Problem description: Below are some records; return each one exactly.

Dataset excerpts:
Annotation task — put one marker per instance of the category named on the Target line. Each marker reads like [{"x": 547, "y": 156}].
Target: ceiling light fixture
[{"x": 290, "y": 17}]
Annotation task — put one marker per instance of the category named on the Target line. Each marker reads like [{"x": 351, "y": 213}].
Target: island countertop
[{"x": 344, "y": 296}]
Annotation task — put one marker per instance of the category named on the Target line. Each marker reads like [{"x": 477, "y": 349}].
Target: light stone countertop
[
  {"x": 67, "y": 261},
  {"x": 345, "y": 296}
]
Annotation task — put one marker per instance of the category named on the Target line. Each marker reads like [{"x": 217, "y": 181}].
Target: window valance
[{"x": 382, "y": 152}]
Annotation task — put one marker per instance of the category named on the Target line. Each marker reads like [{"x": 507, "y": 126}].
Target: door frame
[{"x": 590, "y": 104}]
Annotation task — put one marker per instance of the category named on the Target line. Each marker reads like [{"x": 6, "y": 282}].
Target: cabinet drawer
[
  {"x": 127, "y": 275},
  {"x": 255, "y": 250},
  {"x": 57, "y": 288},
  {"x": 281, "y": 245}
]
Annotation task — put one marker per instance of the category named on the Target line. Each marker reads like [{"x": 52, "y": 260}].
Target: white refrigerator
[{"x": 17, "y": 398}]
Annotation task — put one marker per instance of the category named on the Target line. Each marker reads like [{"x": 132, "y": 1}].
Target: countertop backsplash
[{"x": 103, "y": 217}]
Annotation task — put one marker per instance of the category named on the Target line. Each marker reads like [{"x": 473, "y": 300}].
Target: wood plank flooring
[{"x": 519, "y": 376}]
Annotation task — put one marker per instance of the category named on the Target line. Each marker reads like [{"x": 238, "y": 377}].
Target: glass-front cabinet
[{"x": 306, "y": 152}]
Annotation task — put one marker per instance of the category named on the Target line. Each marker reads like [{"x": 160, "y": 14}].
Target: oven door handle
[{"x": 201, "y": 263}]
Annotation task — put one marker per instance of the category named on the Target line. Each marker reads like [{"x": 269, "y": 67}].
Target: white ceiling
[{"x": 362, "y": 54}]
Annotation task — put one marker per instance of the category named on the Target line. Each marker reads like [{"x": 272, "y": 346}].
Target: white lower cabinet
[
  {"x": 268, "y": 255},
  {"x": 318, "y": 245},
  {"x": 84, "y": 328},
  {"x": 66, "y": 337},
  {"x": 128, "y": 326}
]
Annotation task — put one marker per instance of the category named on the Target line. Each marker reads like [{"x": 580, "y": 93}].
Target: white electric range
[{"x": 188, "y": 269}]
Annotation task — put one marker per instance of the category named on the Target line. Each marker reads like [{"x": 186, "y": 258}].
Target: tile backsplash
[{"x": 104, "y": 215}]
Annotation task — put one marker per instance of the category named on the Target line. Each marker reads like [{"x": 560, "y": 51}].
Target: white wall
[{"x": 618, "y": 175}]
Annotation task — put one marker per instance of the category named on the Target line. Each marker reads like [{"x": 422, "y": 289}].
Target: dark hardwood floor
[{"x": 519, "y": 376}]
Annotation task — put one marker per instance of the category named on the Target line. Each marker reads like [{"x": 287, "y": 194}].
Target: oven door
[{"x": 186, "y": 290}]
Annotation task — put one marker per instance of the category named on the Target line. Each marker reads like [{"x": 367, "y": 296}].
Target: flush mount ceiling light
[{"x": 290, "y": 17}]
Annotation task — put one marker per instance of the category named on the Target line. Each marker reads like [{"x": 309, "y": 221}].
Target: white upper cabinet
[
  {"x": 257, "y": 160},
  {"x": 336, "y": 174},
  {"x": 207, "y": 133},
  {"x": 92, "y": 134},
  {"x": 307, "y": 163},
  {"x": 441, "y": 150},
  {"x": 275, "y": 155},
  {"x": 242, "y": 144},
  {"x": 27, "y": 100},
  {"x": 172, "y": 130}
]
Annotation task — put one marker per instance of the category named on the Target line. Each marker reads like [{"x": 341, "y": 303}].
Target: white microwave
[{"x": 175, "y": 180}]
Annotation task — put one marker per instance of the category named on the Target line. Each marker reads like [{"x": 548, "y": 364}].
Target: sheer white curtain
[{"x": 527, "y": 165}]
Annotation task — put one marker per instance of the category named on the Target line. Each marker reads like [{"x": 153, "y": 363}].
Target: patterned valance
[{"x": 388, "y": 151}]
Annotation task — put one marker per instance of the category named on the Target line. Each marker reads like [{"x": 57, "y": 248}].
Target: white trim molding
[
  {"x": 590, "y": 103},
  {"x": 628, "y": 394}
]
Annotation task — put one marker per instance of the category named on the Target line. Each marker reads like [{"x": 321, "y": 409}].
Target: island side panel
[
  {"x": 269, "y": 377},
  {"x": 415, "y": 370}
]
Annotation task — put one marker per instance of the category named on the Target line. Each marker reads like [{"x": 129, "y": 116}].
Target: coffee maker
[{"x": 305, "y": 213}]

Output below:
Annotation task — put one marker per instance of the category named on the Target line. Each marker reads like [{"x": 547, "y": 156}].
Target: ceiling light fixture
[{"x": 290, "y": 17}]
Annotation task — put one marker per instance of the category named on the Target line. Each marker reads like [{"x": 351, "y": 213}].
Target: island countertop
[{"x": 344, "y": 296}]
Annotation task — put one marker per instance of the category named on the Target line. Each marker reads like [{"x": 477, "y": 349}].
Target: light stone countertop
[
  {"x": 67, "y": 261},
  {"x": 345, "y": 296}
]
Annotation task — put one marker per instance of the category named on the Target line. Each marker reads like [{"x": 217, "y": 181}].
Target: window valance
[{"x": 382, "y": 152}]
Annotation task — put one marker per instance of the category named on the Target line. Each marker reads like [{"x": 507, "y": 126}].
Target: door frame
[{"x": 590, "y": 104}]
Annotation task — put one marker per instance of the category named on the Target line. Each marker reads like [{"x": 6, "y": 282}].
Target: cabinet drawer
[
  {"x": 127, "y": 275},
  {"x": 255, "y": 250},
  {"x": 57, "y": 288},
  {"x": 281, "y": 245}
]
Annotation task — put one marker per instance of the category named on the Target line. Each marker reads like [{"x": 52, "y": 260}].
Target: white refrigerator
[{"x": 17, "y": 398}]
Annotation task — put one marker per instance of the category named on the Target line. Each marker reads like [{"x": 132, "y": 1}].
Target: countertop backsplash
[{"x": 103, "y": 217}]
Annotation task — put one marker per instance of the category named on the Target line. Each marker reads like [{"x": 473, "y": 300}].
Target: wood plank flooring
[{"x": 519, "y": 376}]
Annotation task — put one marker per instance of the category named on the Target line. Each marker reads like [{"x": 238, "y": 377}].
Target: glass-front cabinet
[{"x": 306, "y": 152}]
Annotation task — put one marker per instance of the category named on the Target line. Each marker reads like [{"x": 160, "y": 14}].
Target: oven door handle
[{"x": 201, "y": 263}]
Annotation task — put one marker per instance of the category named on the Target line. Each marker reads like [{"x": 269, "y": 67}].
Target: white ceiling
[{"x": 362, "y": 54}]
Annotation task — put one marker per instance of the category named on the Target line. Each marker reads like [{"x": 272, "y": 346}].
Target: white lower cabinet
[
  {"x": 268, "y": 255},
  {"x": 318, "y": 245},
  {"x": 84, "y": 328},
  {"x": 66, "y": 337},
  {"x": 128, "y": 326}
]
Annotation task — put one marker per instance of the category named on the Target line. Each marker reads like [{"x": 580, "y": 93}].
Target: white electric range
[{"x": 188, "y": 269}]
Annotation task — put one marker per instance of the category named on the Target line. Each marker reads like [{"x": 186, "y": 258}].
Target: tile backsplash
[{"x": 104, "y": 215}]
Annotation task — put one marker per instance of the category named on the Target line. Each marker reads like [{"x": 560, "y": 51}].
Target: white wall
[{"x": 618, "y": 175}]
Annotation task — put one marker per instance of the category named on the Target line. Each marker reads like [{"x": 422, "y": 289}].
Target: dark hardwood floor
[{"x": 519, "y": 376}]
Annotation task — put one marker per instance of the category named on the Target line. Each marker reads like [{"x": 287, "y": 194}].
Target: oven door
[{"x": 186, "y": 290}]
Annotation task — put one marker per instance of the category named on the Target line. Each marker reads like [{"x": 367, "y": 296}].
Target: flush mount ceiling light
[{"x": 290, "y": 17}]
Annotation task — put one marker per instance of the category named on the Target line. Each marker reads like [{"x": 309, "y": 221}].
Target: white upper cabinet
[
  {"x": 257, "y": 160},
  {"x": 336, "y": 174},
  {"x": 207, "y": 133},
  {"x": 92, "y": 134},
  {"x": 307, "y": 163},
  {"x": 441, "y": 150},
  {"x": 275, "y": 155},
  {"x": 242, "y": 144},
  {"x": 27, "y": 100},
  {"x": 172, "y": 130}
]
Annotation task — put one marker per instance of the category named on the Target line. Each marker reads like [{"x": 341, "y": 303}].
Target: white microwave
[{"x": 175, "y": 180}]
Annotation task — put one marker per instance of the category named on the Target line. Each marker reads like [{"x": 548, "y": 364}].
Target: sheer white curtain
[{"x": 527, "y": 165}]
Annotation task — put one marker per instance of the category named on the Target line. Each marker reads like [{"x": 153, "y": 363}].
Target: patterned valance
[{"x": 388, "y": 151}]
Annotation task — put one marker per instance of the category named on the Target line. Each marker reads like [{"x": 57, "y": 248}].
Target: white trim molding
[
  {"x": 590, "y": 103},
  {"x": 628, "y": 394}
]
Annotation task — put one marker per instance of the category named on the Target line. Each marker reads like [{"x": 321, "y": 409}].
Target: island side panel
[
  {"x": 269, "y": 377},
  {"x": 415, "y": 370}
]
Annotation task — put one marker per instance of the category named on the Target line. Each marker reads like [{"x": 129, "y": 116}].
Target: coffee maker
[{"x": 305, "y": 213}]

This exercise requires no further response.